> **Extract provided**
****************

First Look at the L Train Shutdown Plan and Where DOT Will Add Busways and Bike Lanes

The plan calls for a dedicated transitway on much of 14th Street, bus priority on the approaches to the Williamsburg Bridge, and a two-way protected bikeway on 13th Street. Several crucial details about transit priority still remain uncertain.

The plan for 14th Street calls for a transit- and deliver-only design on the busiest blocks. A two-way protected bike lane is slated for 13th Street. Image: NYC DOT
The plan for 14th Street calls for a transit- and deliver-only design on the busiest blocks. A two-way protected bike lane is slated for 13th Street. Image: NYC DOT

The L train shutdown plan has arrived.

This afternoon the MTA and DOT released the contours of their plan to keep people moving during the 15-month L train outage west of Bedford Avenue, while the MTA repairs tunnels and tracks damaged by Superstorm Sandy. It’s the first real public showing of a replacement transit service plan since Gothamist broke news of the L shutdown nearly two years ago.

The L train disruption will affect hundreds of thousands of daily transit trips, including 50,000 along 14th Street in Manhattan alone. The agencies are counting on increased subway service on the J/M/Z and G trains to handle 70-80 percent of displaced L passengers. But for riders in Manhattan and along the western L train stations in Brooklyn, other subway routes are not a good option.

For these riders, the agencies will beef up travel options by bus, bicycle, and ferry. The outline released today includes substantial transit- and bike-priority treatments, especially on 14th Street. While the plan also calls for bus priority on the Williamsburg Bridge approaches, the details are less specific.

Overall, there’s a lot to like in the plan, but it still relies heavily on a straining subway network to carry most of the load. Advocates are not convinced the agencies are doing as much as they should to make bus service fast, reliable, and capable of carrying large numbers of people.

Here’s a short review of what we know so far. Streetsblog will publish more detailed analysis in a forthcoming post.

Bus service across the East River

The MTA and DOT expect shuttle bus service to move 3,800 people per peak hour. Graphic: NYC DOT
The MTA and DOT expect shuttle bus service to move 3,800 people per peak hour. Graphic: NYC DOT

The bus service plan calls for three shuttle routes connecting North Brooklyn and Manhattan.

Two of those routes will have a terminus at Grand Street — one connecting to 14th Street and First Avenue, the other to the Delancey Street, Spring Street, and Bleecker Street subway stations. A third route would connect the vicinity of the Bedford Avenue L stop with those three subway stations.

The agencies are expecting 3,800 passengers per peak hour on the shuttle services. DOT says fare payment will be the same as Select Bus Service routes, so it looks like ticket-vending machines will be installed on sidewalks.

Combined, these routes will move 70 buses per hour across the East River during peak times, with target end-to-end travel times of about 25 minutes. To keep bus service from getting bogged down in traffic, the city will install bus lanes approaching the Williamsburg Bridge on Grand Street, Delancey Street, Kenmare Street, and Allen Street.

****************

> **Data excerpt**

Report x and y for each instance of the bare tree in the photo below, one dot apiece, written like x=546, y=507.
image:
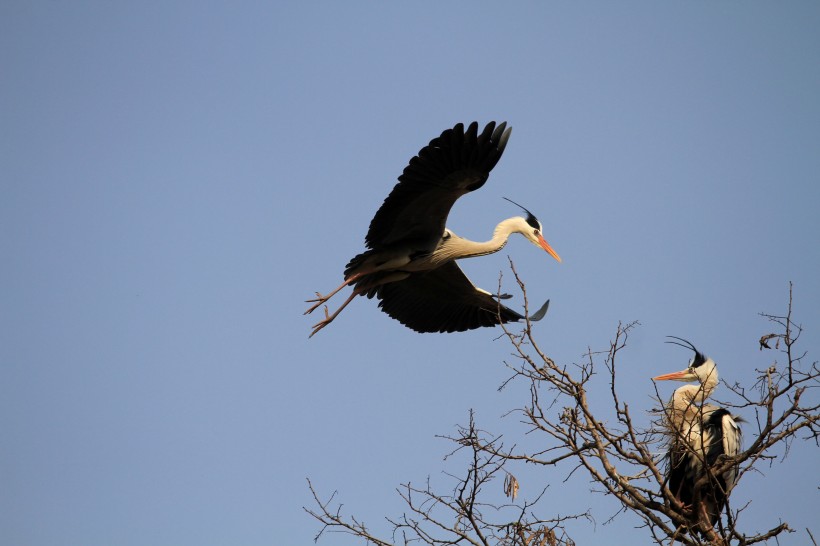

****************

> **To be done**
Repeat, word for word, the passage of the L train shutdown article that starts at "The bus service" and ends at "installed on sidewalks.".

> **Answer for the task**
The bus service plan calls for three shuttle routes connecting North Brooklyn and Manhattan.

Two of those routes will have a terminus at Grand Street — one connecting to 14th Street and First Avenue, the other to the Delancey Street, Spring Street, and Bleecker Street subway stations. A third route would connect the vicinity of the Bedford Avenue L stop with those three subway stations.

The agencies are expecting 3,800 passengers per peak hour on the shuttle services. DOT says fare payment will be the same as Select Bus Service routes, so it looks like ticket-vending machines will be installed on sidewalks.